**WHAT YOU ARE ASKED TO DO:**
Repeat the records exactly. Leave out the pictures.

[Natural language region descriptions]
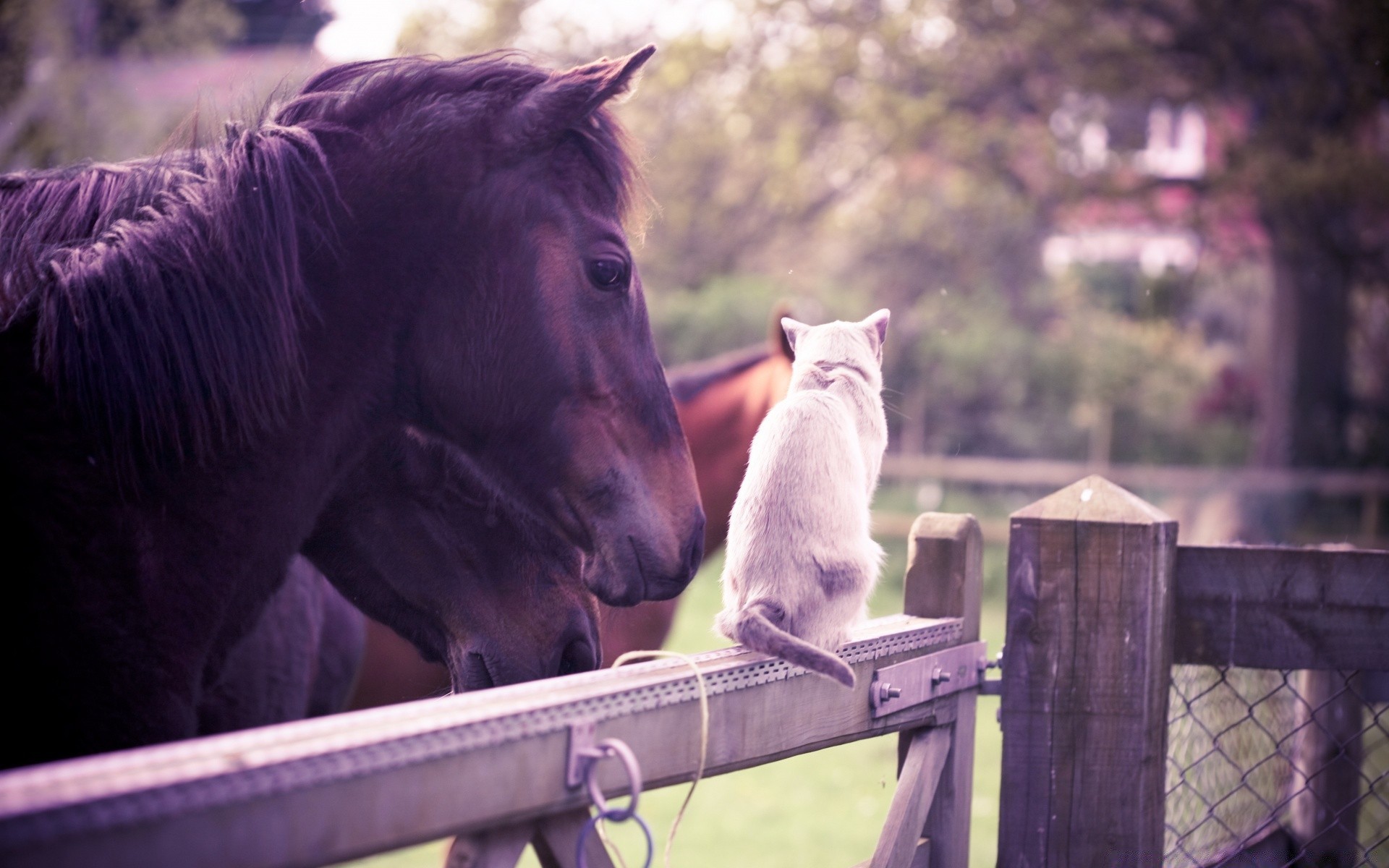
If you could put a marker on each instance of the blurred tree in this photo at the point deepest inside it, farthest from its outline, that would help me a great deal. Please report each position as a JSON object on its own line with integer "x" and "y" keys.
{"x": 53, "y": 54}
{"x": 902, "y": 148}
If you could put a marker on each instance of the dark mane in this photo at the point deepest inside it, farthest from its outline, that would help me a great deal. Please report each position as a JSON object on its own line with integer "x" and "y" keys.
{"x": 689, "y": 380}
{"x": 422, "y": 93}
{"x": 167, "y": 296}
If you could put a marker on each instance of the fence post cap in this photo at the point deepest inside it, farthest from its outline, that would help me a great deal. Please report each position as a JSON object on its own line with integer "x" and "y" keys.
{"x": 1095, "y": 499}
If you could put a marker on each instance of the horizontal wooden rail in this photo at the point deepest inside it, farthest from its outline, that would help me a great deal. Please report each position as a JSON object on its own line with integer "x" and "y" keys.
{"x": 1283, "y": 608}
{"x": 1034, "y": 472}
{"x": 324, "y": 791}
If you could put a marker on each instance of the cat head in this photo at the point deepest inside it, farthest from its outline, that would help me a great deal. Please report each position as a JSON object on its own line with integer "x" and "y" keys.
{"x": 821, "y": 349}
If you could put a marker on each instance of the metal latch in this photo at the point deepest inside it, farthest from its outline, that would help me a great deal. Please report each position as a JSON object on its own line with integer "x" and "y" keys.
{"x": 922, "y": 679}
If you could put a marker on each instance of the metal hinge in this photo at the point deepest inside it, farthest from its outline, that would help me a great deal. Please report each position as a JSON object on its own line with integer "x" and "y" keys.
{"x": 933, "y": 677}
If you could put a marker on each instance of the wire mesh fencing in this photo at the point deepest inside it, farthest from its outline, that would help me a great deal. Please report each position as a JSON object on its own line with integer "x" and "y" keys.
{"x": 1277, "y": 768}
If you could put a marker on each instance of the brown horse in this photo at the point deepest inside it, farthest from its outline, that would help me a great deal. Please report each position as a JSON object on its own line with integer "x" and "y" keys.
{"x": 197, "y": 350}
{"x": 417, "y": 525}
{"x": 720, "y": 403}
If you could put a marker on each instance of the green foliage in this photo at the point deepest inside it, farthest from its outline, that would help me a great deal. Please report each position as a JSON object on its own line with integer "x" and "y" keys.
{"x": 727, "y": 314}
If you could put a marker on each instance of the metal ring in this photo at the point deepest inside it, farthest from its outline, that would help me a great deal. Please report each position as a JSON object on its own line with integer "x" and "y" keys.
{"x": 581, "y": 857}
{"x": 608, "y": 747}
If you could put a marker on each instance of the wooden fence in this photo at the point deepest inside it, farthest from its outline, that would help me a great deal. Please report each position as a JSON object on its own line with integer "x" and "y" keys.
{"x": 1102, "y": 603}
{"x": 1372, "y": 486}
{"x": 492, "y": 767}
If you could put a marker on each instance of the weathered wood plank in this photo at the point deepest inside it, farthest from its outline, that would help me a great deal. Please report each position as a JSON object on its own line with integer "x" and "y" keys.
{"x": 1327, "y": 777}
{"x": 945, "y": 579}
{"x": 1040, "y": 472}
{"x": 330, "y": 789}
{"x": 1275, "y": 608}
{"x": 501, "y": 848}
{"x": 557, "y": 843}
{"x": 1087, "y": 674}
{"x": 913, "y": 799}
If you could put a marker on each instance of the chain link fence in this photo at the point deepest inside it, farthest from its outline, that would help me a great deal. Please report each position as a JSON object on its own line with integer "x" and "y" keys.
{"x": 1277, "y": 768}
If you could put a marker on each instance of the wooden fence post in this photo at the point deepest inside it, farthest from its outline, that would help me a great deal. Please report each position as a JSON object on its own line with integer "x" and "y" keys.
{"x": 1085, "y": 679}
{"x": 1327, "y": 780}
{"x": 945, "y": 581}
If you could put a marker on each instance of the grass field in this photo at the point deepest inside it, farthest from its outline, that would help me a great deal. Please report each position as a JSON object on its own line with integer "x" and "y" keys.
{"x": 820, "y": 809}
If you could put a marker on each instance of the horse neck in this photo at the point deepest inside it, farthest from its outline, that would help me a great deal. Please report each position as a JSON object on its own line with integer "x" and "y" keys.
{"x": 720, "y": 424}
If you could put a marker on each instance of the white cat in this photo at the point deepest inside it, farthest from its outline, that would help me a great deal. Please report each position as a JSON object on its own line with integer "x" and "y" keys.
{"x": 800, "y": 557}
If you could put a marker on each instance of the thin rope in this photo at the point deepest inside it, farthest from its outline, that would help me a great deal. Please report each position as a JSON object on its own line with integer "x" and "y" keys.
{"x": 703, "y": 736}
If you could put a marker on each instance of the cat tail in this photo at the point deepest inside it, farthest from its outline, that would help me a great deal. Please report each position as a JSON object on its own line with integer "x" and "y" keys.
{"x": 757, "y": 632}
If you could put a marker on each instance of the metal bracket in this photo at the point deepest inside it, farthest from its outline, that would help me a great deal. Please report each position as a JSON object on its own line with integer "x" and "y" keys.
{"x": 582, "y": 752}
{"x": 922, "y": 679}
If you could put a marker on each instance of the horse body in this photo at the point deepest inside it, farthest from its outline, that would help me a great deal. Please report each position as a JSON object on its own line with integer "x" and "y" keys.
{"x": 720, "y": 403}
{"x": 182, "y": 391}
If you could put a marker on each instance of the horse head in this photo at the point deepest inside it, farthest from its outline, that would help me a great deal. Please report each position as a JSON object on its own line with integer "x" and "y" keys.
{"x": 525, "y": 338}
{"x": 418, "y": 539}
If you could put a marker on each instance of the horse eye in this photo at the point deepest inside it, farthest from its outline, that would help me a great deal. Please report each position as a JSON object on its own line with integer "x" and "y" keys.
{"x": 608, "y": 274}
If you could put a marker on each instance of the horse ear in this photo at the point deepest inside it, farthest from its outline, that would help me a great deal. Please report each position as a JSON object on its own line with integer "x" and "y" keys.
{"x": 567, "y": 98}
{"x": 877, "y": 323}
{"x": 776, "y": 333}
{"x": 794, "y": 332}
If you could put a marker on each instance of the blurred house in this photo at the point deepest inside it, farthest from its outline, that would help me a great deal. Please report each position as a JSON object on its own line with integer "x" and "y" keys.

**TASK RESPONSE:**
If you could put a marker on each instance of the blurred tree in this photo at the point deepest inside it, farthest from its outline, that would help me a great deal. Please report each position as a JSON object on its own line with integer "x" and "y" keys.
{"x": 53, "y": 54}
{"x": 902, "y": 148}
If you could put a marker on each instance of the dark mane in this photo at the point deepest inside it, farthest from its outline, that would help me a great deal. Please report each position as a JSON object on its own line with integer "x" and "y" keys.
{"x": 689, "y": 380}
{"x": 422, "y": 93}
{"x": 167, "y": 296}
If you could put a marker on each instance of the fence post cap in this photo at the point deepest inside it, farthest from its outline, that would help me a great deal. Please report each position as a JSON object on its own line with integer "x" and "y" keys.
{"x": 1095, "y": 499}
If you could put a marker on each instance of the horizontal wooden rail in this photo at the point deepest inside it, farthest from its outline, that would help me a great deal. Please report each position as a JSON object on its own line with integer "x" and "y" keys.
{"x": 1283, "y": 608}
{"x": 1034, "y": 472}
{"x": 324, "y": 791}
If you could put a marker on each instance of the cat head in this photo at the point deepest inside it, farthest from its outline, that would help me a great deal. Please report each position as a JSON object on its own line with integer "x" and "y" keys.
{"x": 821, "y": 349}
If you could put a marker on each instance of the metal latch in this photo at the point deepest inside it, farthest from its outline, that would help me a great deal. Please report each position as a JSON object on its own line with integer "x" and "y" keys.
{"x": 922, "y": 679}
If you could put a marker on each instance of the metal hinge in this photo at the point deepest inside it, farthest from its outline, that would help me a great deal. Please report each position as a JSON object on its own line with integer "x" and "y" keys.
{"x": 933, "y": 677}
If you could put a marker on each instance of the wire mesh fencing in this photo at the point deepest inside it, farthest from its outline, that would help me a great deal. Please report each position as a JSON object on its own line with integer "x" and "y" keys.
{"x": 1277, "y": 768}
If you could put a marker on each instance of the brown horse in this photo at the point deepest inside it, farthest from its outline, that would help me a great deal. Please report each position as a JSON object on its own line with integer "x" and "y" keys.
{"x": 197, "y": 350}
{"x": 417, "y": 525}
{"x": 720, "y": 403}
If you could put a marker on each instance of the green foliage in this photo at the point deepest inside it, farthest from its outline, that would help me a great deal. Please report each position as a JSON object on its own line with integer "x" and "y" keys.
{"x": 727, "y": 314}
If you could put a marker on each instance of the metal ring in this photo at the point deepest inside it, farthest from its outline, that would help me a great deal. Please report each position as a JSON object on its own line with integer "x" and "y" keys.
{"x": 581, "y": 857}
{"x": 608, "y": 747}
If you could put a marker on each instance of the wooden fence in this photo at the point deepest inside it, farthest from its outline, that would help me a great deal. Please report each position as a JSON object on its own line with integer "x" and "y" keys.
{"x": 1102, "y": 603}
{"x": 1372, "y": 486}
{"x": 492, "y": 767}
If you could put a marker on each instance of the weathered wood plank in this photo at the point deepest inside it, farthest from its outline, that would help me a great deal. Please report each position as a JSON object on its own line with integer "x" and "y" keys.
{"x": 1327, "y": 777}
{"x": 945, "y": 579}
{"x": 1040, "y": 472}
{"x": 330, "y": 789}
{"x": 1275, "y": 608}
{"x": 501, "y": 848}
{"x": 557, "y": 843}
{"x": 1087, "y": 674}
{"x": 913, "y": 799}
If you could put a marker on each instance of the chain link fence in this photo at the point deepest inside it, farthest from its outline, that would help me a great deal. Please report each position as a JSON object on its own line with integer "x" and "y" keys.
{"x": 1277, "y": 768}
If you could put a marker on each instance of the wooden fence post in this photo at the point deepest inside it, farthest from its outline, that would help me a great deal. Please report each position as a JSON object on its own line with integer "x" and "y" keys.
{"x": 1085, "y": 679}
{"x": 1327, "y": 780}
{"x": 945, "y": 581}
If you could put a marker on each instance of the grass field in this photo at the point deepest inside it, farthest from its outline, that would help me a great deal. Please report each position as a JSON object on its own line with integer "x" and "y" keys.
{"x": 820, "y": 809}
If you could put a marker on each instance of the horse neck in this photo at the point deepest inside it, farthest from its outline, that would help me a great deal. Please report each position as a JSON object on its own line with integer "x" and "y" keys.
{"x": 720, "y": 424}
If you could put a marker on each instance of the white cat in this photo at the point deepest inside it, farthest from its outline, that would help me a great deal. Please report each position as a JSON object on its own line with integer "x" and "y" keys.
{"x": 800, "y": 557}
If you could put a marker on each instance of the thin rope in this photo at the point deepest inside it, farthest from its outline, that would help me a great deal. Please report each position as a JSON object on its own line with integer "x" and "y" keys.
{"x": 703, "y": 736}
If you could put a marker on each instance of the cat tail in this photo at the point deepest inside it, farthest from its outline, that would help me a great deal. Please report each position as a JSON object on its own line with integer "x" and "y" keys.
{"x": 757, "y": 632}
If you could put a marker on each instance of the metal bracket in this photo at the point deepest inside it, farthest from its outline, that would help me a great deal. Please report each position as a JSON object on its own line with integer "x" and "y" keys.
{"x": 582, "y": 752}
{"x": 922, "y": 679}
If you could put a marker on each instance of the horse body in this photo at the point deepest inside it, farthest from its outline, that would help me a great deal. Please report each position as a JSON object on its own line with integer "x" and "y" keys.
{"x": 720, "y": 403}
{"x": 182, "y": 391}
If you could put a marker on each instance of the horse head in this photo at the point deepest inside it, farthest from its outline, that would help me a great deal. Please report each position as a JSON object on its own line with integer "x" and "y" keys.
{"x": 525, "y": 338}
{"x": 418, "y": 539}
If you could put a marker on each instance of the horse eye in this photo at the point deepest inside it, farthest from its outline, that would help me a great deal. Please report each position as a JSON object on its own line with integer "x" and "y" keys.
{"x": 608, "y": 274}
If you could put a marker on each instance of the horse ear in this photo at the point deepest inside it, farthest from its outline, that would help me a great deal. Please report each position as a JSON object on its own line with integer "x" and "y" keys.
{"x": 567, "y": 98}
{"x": 877, "y": 323}
{"x": 776, "y": 333}
{"x": 794, "y": 332}
If you could put a marker on each instance of the blurred house in this photo at the point deepest inside it, farthest from its outline, that would help me a great deal. Please report each position as a JSON object on its own line with integer "x" and "y" keys.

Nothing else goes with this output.